_OPDRACHTEN:_
a) Som alle vindplaatsen op die het arrest van de Hoge Raad over de aanslag vennootschapsbelasting 2014 vermeldt. Laat de namen van de annotatoren weg.
b) Herhaal woord voor woord het stuk uit het arrest van de Hoge Raad over de aanslag vennootschapsbelasting 2014. Begin bij "1. Geding in" en ga door tot en met "daarvan deel uit.".
c) Geef het vervolg van het arrest van de Hoge Raad over de aanslag vennootschapsbelasting 2014. Begin direct na de laatste zin.

_TE LEZEN FRAGMENT:_
*-*-*

HR, 05-04-2019, nr. 18/03133
18/03133
- Instantie
Hoge Raad
- Datum
05-04-2019
- Zaaknummer
18/03133
- Vakgebied(en)
Belastingrecht algemeen (V)
- Brondocumenten en formele relaties
ECLI:NL:HR:2019:524, Uitspraak, Hoge Raad, 05‑04‑2019; (Cassatie)
In cassatie op: ECLI:NL:GHARL:2018:5173
Beroepschrift, Hoge Raad, 05‑04‑2019
- Vindplaatsen
V-N 2019/18.11 met annotatie van Redactie
NLF 2019/0961 met annotatie van Khadija Bozia
Belastingblad 2019/202 met annotatie van J.P. Kruimel
FED 2019/89 met annotatie van M.H.W.N. Lammers
Gst. 2019/118 met annotatie van M. Wever
NTFR 2019/913 met annotatie van mr. drs. A.J. Meijer
Uitspraak 05‑04‑2019
Partij(en)
5 april 2019
Nr. 18/03133
Arrest
gewezen op het beroep in cassatie van [X] B.V. te [Z] (hierna: belanghebbende) tegen de uitspraak van het Gerechtshof Arnhem-Leeuwarden van 5 juni 2018, nr. 17/00850, op het hoger beroep van belanghebbende tegen een uitspraak van de Rechtbank Gelderland (nr. AWB 16/7681) betreffende de aan belanghebbende voor het jaar 2014 opgelegde aanslag in de vennootschapsbelasting en de daarbij gegeven boetebeschikking. De uitspraak van het Hof is aan dit arrest gehecht.
1. Geding in cassatie
Belanghebbende heeft tegen de uitspraak van het Hof beroep in cassatie ingesteld. Het beroepschrift in cassatie is aan dit arrest gehecht en maakt daarvan deel uit.
De Staatssecretaris van Financiën heeft een verweerschrift ingediend.
Belanghebbende heeft een conclusie van repliek ingediend.
2. Beoordeling van het middel
2.1.1.
Omdat belanghebbende geen gevolg had gegeven aan de uitnodiging tot het doen van aangifte voor de vennootschapsbelasting voor het jaar 2014, heeft de Inspecteur de aanslag voor dat jaar opgelegd naar een door hem ambtshalve vastgesteld belastbaar bedrag van € 50.000 en bij beschikking een verzuimboete opgelegd.

*-*-*

_VASTGELEGDE GEGEVENS:_
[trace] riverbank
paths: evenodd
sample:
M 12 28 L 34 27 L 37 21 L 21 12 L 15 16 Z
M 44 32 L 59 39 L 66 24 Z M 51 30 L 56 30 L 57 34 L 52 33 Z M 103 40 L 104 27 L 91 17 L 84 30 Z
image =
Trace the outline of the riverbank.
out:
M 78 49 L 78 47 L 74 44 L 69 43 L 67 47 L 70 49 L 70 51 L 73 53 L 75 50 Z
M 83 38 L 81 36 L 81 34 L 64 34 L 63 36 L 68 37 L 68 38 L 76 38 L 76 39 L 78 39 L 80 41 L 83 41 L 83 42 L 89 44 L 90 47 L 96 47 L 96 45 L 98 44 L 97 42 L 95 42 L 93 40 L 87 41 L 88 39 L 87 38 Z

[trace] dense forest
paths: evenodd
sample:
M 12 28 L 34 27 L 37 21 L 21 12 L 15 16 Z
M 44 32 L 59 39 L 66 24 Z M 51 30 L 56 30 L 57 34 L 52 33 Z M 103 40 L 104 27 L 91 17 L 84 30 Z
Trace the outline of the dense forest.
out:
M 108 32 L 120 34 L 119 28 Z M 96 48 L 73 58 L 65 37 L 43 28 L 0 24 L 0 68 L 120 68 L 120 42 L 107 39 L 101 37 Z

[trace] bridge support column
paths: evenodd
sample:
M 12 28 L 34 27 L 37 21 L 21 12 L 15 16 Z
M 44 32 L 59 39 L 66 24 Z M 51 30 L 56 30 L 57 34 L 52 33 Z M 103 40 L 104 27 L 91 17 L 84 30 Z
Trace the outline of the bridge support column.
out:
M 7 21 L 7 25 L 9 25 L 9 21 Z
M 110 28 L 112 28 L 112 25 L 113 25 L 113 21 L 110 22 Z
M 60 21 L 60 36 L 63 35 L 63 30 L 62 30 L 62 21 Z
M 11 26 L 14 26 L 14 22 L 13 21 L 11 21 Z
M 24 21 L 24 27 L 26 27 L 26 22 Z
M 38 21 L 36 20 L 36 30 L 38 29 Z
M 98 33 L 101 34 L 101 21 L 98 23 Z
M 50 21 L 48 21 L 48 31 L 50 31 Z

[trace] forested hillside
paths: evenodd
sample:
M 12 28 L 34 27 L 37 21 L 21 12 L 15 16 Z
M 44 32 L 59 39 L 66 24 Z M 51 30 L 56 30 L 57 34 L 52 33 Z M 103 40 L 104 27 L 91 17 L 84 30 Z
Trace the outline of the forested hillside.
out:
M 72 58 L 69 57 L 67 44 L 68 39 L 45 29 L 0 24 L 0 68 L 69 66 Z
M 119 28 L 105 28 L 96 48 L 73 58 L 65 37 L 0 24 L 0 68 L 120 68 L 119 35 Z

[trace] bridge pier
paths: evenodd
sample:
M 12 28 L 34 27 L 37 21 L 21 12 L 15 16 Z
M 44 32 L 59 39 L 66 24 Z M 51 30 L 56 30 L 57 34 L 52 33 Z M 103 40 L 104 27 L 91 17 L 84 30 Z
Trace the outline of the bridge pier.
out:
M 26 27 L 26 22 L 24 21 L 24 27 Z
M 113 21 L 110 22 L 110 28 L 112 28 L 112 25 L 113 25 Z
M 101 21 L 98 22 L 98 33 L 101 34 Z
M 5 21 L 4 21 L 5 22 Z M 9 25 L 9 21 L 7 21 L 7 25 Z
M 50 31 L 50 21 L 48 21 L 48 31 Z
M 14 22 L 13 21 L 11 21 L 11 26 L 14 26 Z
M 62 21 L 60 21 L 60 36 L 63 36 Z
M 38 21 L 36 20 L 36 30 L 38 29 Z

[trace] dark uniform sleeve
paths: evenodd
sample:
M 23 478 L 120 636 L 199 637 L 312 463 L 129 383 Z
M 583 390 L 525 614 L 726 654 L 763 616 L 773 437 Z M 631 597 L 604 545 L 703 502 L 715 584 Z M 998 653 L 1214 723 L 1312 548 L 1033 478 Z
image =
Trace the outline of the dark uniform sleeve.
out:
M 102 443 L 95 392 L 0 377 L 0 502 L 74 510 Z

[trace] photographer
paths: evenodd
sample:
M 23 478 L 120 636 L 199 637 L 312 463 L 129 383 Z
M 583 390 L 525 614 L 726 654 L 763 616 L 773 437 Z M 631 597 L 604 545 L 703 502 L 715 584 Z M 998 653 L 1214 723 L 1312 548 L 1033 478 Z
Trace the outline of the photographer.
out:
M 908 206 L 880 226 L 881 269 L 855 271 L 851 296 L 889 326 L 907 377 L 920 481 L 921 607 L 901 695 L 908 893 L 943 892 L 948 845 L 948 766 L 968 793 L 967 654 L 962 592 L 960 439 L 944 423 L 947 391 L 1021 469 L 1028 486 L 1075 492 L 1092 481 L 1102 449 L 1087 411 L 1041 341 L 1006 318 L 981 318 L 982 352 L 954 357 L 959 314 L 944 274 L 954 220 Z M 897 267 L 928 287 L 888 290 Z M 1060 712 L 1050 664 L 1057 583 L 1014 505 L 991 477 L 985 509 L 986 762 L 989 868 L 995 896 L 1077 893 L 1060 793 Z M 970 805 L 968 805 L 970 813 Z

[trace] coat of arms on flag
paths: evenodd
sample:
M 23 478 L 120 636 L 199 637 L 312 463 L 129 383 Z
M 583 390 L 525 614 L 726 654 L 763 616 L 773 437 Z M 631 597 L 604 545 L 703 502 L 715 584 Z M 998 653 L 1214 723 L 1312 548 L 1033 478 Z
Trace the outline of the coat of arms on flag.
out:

*-*-*

_ANTWOORDEN PER OPDRACHT:_
a)
- V-N 2019/18.11
- NLF 2019/0961
- Belastingblad 2019/202
- FED 2019/89
- Gst. 2019/118
- NTFR 2019/913

b)
1. Geding in cassatie
Belanghebbende heeft tegen de uitspraak van het Hof beroep in cassatie ingesteld. Het beroepschrift in cassatie is aan dit arrest gehecht en maakt daarvan deel uit.

c)
2.1.2.
Belanghebbende heeft tijdig bezwaar gemaakt tegen deze aanslag en de daarbij gegeven boetebeschikking. In het bezwaarschrift staat onder meer:
“Ik verzoek u, indien u niet dan wel niet geheel, aan het bezwaar tegemoet wilt komen, een uitnodiging om gehoord te worden, te laten verzenden.”
2.1.3.
Bij brief van 31 augustus 2016 heeft de Inspecteur belanghebbende in de gelegenheid gesteld alsnog aangifte voor de vennootschapsbelasting voor het jaar 2014 te doen en het bezwaar tegen de boete te motiveren. Deze brief bevat geen mededelingen naar aanleiding van het verzoek van belanghebbende om te worden gehoord. Belanghebbende heeft niet gereageerd op deze brief.
2.1.4.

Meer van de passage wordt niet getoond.